▶ [Point-per-instance localization data]:

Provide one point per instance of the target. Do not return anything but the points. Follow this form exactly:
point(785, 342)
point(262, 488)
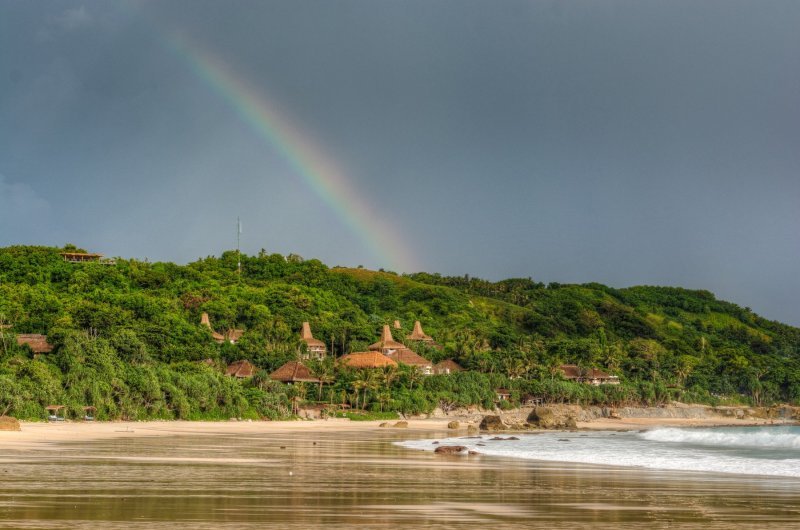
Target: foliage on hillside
point(128, 338)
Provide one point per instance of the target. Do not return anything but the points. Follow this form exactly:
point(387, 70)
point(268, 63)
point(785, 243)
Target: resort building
point(231, 335)
point(86, 257)
point(387, 344)
point(398, 352)
point(446, 367)
point(205, 321)
point(406, 356)
point(370, 359)
point(37, 343)
point(316, 348)
point(590, 376)
point(293, 372)
point(241, 369)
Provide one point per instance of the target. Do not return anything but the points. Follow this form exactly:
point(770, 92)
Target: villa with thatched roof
point(241, 369)
point(316, 348)
point(205, 321)
point(446, 367)
point(293, 372)
point(590, 376)
point(231, 335)
point(37, 343)
point(406, 356)
point(367, 359)
point(387, 344)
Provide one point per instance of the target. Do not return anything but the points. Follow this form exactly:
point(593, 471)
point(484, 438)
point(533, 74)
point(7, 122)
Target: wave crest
point(772, 437)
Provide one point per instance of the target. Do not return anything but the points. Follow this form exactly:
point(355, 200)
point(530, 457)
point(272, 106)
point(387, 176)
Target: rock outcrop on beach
point(492, 423)
point(551, 418)
point(450, 449)
point(7, 423)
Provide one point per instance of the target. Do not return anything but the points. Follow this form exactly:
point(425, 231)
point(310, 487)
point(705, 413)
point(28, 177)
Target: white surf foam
point(737, 437)
point(636, 450)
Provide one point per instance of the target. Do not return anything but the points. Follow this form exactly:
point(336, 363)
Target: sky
point(622, 142)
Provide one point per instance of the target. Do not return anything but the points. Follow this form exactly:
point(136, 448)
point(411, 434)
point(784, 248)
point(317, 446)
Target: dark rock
point(450, 449)
point(492, 423)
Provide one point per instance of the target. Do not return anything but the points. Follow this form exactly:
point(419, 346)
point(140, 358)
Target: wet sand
point(340, 474)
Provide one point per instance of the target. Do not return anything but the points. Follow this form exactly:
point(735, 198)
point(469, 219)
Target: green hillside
point(127, 338)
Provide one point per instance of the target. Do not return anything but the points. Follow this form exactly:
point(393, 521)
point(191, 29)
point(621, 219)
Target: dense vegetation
point(128, 338)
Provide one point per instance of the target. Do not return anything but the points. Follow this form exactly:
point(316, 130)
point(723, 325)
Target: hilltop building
point(86, 257)
point(241, 369)
point(447, 367)
point(37, 343)
point(419, 335)
point(293, 372)
point(387, 344)
point(231, 335)
point(399, 353)
point(316, 348)
point(410, 358)
point(370, 359)
point(590, 376)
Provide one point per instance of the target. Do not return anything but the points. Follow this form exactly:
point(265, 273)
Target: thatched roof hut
point(315, 346)
point(241, 369)
point(293, 372)
point(448, 366)
point(370, 359)
point(406, 356)
point(233, 335)
point(592, 376)
point(387, 343)
point(37, 343)
point(205, 321)
point(418, 334)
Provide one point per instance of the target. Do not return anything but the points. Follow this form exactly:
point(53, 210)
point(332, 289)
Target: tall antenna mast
point(238, 253)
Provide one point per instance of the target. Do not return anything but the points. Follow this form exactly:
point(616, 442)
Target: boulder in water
point(492, 423)
point(450, 449)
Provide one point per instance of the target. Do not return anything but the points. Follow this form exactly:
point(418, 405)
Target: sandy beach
point(338, 473)
point(44, 433)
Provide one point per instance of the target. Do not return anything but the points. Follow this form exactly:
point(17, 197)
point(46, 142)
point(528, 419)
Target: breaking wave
point(776, 437)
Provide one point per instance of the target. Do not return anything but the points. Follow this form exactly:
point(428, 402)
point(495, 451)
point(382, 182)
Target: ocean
point(772, 451)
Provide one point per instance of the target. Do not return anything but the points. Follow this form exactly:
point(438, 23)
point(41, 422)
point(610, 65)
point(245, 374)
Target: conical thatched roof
point(387, 342)
point(418, 334)
point(370, 359)
point(293, 372)
point(308, 338)
point(410, 358)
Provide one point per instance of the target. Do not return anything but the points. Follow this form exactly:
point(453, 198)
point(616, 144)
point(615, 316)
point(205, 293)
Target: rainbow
point(319, 172)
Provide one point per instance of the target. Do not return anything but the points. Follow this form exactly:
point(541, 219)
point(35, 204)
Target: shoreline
point(43, 434)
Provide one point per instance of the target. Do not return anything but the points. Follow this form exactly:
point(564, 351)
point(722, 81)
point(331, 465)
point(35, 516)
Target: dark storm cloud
point(620, 142)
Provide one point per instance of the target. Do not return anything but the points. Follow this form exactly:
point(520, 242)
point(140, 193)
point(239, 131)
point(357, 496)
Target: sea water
point(771, 451)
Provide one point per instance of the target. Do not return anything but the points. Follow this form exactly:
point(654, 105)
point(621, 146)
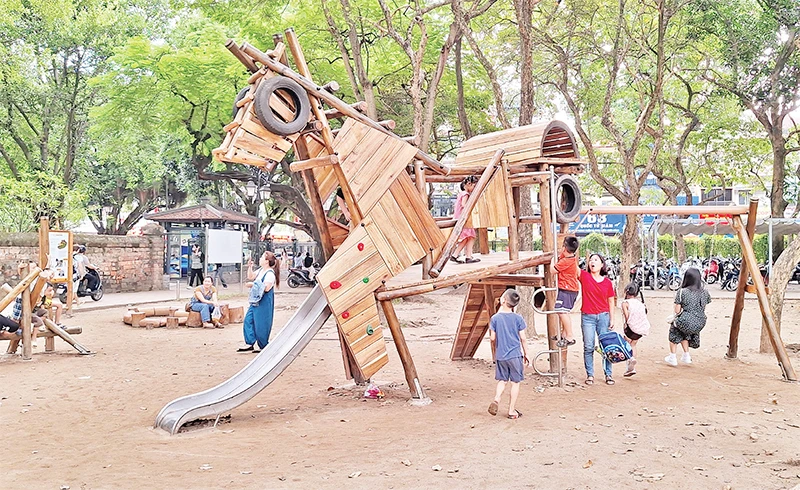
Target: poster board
point(223, 247)
point(60, 255)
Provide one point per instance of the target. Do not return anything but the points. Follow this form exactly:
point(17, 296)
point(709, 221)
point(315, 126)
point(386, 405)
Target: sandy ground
point(86, 421)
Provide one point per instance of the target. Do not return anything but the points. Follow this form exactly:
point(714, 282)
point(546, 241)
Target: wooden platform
point(414, 273)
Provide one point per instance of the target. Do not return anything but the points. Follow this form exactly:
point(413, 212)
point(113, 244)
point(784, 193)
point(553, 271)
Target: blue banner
point(606, 224)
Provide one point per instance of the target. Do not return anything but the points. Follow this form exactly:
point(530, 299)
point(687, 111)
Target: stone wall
point(127, 263)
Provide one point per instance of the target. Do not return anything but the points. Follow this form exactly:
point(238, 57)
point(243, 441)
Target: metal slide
point(257, 375)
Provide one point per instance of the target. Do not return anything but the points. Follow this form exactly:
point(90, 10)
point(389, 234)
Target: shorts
point(509, 370)
point(565, 300)
point(631, 334)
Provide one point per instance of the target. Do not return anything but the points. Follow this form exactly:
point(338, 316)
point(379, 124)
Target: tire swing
point(288, 89)
point(568, 199)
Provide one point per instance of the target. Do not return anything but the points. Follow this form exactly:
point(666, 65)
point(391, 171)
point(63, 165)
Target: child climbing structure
point(384, 182)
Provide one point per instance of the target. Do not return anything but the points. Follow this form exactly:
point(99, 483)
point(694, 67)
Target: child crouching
point(507, 332)
point(636, 323)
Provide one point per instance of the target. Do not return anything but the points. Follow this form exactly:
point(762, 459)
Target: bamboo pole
point(339, 104)
point(327, 136)
point(412, 379)
point(738, 304)
point(247, 61)
point(452, 240)
point(429, 285)
point(315, 162)
point(513, 229)
point(749, 256)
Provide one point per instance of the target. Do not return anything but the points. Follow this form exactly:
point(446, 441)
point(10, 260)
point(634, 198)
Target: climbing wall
point(474, 322)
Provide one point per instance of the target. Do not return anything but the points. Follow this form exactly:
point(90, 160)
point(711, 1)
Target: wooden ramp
point(480, 304)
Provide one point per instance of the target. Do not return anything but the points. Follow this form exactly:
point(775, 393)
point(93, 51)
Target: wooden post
point(549, 279)
point(402, 350)
point(452, 240)
point(25, 321)
point(483, 240)
point(513, 233)
point(315, 201)
point(749, 256)
point(738, 304)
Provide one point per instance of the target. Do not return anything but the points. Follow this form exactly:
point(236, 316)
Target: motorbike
point(301, 277)
point(711, 270)
point(80, 288)
point(730, 276)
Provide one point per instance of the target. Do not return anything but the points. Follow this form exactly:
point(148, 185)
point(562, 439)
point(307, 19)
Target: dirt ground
point(86, 421)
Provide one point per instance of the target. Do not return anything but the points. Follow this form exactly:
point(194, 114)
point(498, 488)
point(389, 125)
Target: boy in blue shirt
point(507, 332)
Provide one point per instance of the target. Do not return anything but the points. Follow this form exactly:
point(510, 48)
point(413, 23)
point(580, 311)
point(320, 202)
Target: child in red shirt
point(596, 312)
point(567, 270)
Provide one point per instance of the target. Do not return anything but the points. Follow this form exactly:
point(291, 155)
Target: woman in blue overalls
point(258, 320)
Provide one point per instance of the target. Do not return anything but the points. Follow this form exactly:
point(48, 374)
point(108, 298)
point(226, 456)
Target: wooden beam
point(452, 240)
point(20, 287)
point(360, 106)
point(412, 380)
point(545, 205)
point(533, 280)
point(738, 303)
point(429, 285)
point(513, 229)
point(339, 104)
point(662, 210)
point(749, 257)
point(315, 162)
point(243, 58)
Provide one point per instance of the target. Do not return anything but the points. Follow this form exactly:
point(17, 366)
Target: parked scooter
point(80, 288)
point(301, 277)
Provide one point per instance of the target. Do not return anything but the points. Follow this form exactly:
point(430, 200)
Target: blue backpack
point(615, 347)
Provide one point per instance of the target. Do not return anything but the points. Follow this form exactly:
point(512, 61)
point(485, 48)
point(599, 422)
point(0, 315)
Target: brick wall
point(127, 263)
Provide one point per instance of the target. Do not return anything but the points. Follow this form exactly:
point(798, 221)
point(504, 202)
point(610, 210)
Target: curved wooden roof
point(523, 145)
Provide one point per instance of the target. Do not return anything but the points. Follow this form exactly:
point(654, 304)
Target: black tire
point(569, 208)
point(241, 95)
point(294, 282)
point(265, 115)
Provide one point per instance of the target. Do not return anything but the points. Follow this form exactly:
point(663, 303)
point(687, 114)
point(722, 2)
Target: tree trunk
point(778, 280)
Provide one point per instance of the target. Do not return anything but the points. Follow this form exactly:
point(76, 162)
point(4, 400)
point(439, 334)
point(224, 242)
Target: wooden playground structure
point(383, 179)
point(30, 297)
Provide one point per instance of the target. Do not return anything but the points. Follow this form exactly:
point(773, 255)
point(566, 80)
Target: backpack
point(615, 347)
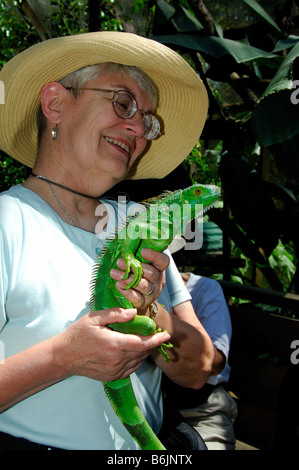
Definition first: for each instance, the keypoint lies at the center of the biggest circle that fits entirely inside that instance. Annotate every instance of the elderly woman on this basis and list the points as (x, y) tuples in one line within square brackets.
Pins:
[(83, 122)]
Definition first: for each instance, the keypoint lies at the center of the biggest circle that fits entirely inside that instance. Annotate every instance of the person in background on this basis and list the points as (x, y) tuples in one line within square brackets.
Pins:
[(210, 410)]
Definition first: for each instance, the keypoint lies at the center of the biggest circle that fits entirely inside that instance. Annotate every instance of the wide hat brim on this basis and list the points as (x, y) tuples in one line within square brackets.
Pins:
[(182, 108)]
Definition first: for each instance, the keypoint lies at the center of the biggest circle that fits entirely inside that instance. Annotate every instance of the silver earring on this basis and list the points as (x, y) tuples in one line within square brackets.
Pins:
[(54, 132)]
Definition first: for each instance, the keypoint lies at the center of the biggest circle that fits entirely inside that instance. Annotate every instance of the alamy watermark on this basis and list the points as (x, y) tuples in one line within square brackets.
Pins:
[(158, 222), (295, 94), (2, 92), (2, 353), (295, 354)]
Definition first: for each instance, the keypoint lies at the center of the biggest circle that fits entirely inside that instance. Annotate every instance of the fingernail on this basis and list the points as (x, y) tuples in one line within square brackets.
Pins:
[(117, 273), (121, 285)]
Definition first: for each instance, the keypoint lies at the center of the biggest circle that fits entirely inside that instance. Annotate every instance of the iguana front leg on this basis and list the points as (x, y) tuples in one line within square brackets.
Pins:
[(136, 232)]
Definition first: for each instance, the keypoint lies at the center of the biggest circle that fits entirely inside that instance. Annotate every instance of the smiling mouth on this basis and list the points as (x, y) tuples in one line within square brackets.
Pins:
[(119, 144)]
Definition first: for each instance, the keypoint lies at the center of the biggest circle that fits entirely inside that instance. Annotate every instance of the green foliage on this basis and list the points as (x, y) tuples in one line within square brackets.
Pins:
[(203, 166), (68, 17), (16, 33)]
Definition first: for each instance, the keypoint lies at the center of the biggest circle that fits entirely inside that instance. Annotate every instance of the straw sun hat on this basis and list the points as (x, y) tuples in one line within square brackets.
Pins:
[(182, 104)]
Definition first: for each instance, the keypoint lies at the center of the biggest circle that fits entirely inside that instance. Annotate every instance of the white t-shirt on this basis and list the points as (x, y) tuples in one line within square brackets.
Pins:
[(45, 272)]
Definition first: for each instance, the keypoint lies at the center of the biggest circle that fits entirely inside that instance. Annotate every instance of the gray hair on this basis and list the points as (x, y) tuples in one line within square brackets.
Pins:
[(80, 77)]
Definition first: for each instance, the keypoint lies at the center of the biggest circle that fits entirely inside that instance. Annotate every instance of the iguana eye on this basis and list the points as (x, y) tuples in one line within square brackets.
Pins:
[(197, 191)]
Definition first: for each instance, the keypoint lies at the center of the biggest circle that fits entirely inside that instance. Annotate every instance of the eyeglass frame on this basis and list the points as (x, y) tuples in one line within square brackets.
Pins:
[(134, 108)]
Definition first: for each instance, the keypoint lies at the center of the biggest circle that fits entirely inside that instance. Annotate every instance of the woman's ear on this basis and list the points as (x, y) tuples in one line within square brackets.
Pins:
[(51, 96)]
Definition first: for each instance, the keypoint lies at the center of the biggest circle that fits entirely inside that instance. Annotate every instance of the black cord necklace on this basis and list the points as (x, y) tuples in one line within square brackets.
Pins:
[(61, 186)]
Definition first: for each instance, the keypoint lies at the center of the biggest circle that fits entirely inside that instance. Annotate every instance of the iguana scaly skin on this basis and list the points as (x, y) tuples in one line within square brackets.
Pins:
[(164, 217)]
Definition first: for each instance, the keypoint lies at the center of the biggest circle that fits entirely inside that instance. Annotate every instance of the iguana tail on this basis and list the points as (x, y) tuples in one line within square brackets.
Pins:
[(122, 398)]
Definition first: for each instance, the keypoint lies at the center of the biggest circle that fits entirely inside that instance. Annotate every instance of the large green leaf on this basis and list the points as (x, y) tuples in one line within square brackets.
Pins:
[(287, 43), (215, 47), (262, 13), (276, 117), (171, 18)]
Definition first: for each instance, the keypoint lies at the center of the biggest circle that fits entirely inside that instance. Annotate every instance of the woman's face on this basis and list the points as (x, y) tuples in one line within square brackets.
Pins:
[(95, 140)]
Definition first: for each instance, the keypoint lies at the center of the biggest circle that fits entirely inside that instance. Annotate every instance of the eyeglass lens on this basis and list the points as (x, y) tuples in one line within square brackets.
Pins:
[(125, 107)]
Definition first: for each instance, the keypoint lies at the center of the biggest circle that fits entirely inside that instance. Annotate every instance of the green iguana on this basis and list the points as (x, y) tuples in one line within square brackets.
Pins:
[(164, 217)]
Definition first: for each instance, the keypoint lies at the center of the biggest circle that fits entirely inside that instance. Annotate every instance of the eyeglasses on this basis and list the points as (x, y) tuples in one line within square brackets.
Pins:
[(125, 107)]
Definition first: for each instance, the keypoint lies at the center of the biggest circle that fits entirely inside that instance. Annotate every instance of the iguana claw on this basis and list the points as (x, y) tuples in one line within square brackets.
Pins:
[(135, 265)]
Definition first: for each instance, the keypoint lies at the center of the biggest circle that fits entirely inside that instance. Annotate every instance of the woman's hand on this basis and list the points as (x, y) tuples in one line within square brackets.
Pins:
[(151, 284), (91, 349)]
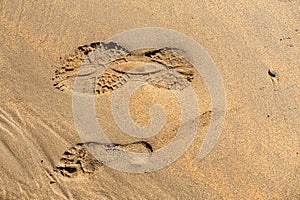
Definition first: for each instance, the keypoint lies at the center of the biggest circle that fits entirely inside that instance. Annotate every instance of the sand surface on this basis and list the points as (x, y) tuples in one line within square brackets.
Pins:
[(257, 153)]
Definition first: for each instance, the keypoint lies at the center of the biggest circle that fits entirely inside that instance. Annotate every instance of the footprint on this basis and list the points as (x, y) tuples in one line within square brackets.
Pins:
[(90, 59), (160, 67), (77, 160)]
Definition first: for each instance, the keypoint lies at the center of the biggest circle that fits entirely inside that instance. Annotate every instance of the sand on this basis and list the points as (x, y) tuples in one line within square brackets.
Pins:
[(257, 153)]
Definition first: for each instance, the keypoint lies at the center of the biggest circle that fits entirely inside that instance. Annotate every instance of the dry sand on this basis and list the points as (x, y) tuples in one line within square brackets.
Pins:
[(257, 154)]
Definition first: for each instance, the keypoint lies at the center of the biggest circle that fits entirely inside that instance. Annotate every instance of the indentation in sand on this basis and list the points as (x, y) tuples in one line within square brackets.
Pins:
[(163, 68)]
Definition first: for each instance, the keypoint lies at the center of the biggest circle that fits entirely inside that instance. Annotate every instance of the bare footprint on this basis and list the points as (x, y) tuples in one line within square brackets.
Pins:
[(77, 160)]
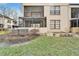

▶ [Brief]: Scan the data for lines containing "iguana" and copy all of them.

▶ [Solution for this problem]:
Definition first: for each instance, the keypoint lies at the center of the biggest circle that fits entirely inside that instance. Annotate every instance of the iguana front leg on this basis and list the points as (x, y) tuples in one line within square brackets.
Definition first: for each instance, the keypoint lies at the center of the biggest circle that fits entirely inside that instance. Annotate every instance of the iguana eye on this basis and list the points as (x, y) tuples in one line within square brackets.
Definition first: for each instance, the keypoint lies at the center of the biggest circle that fits entirely inside that instance. Annotate every instance of the iguana scaly skin on this basis and list the points as (x, y) tuples in one line within square brackets.
Definition first: for each instance, the keypoint lies at the center of the biggest circle that fits entirely inside that instance. Annotate every instance of the iguana tail on this basis and list the points as (x, y) tuples in one line within square brackets.
Definition first: for each instance, the keypoint lies at the center of the biggest circle that fits entirely inside that instance. Annotate every instance of the green iguana on this basis and list the points as (x, y) tuples in one line within square brackets.
Definition first: for each instance, the keypoint lies at the center of the biggest circle that fits entirely inside that instance. Annotate every instance of the iguana claw on this basis and list the points as (x, y) tuples in one line within square brackets.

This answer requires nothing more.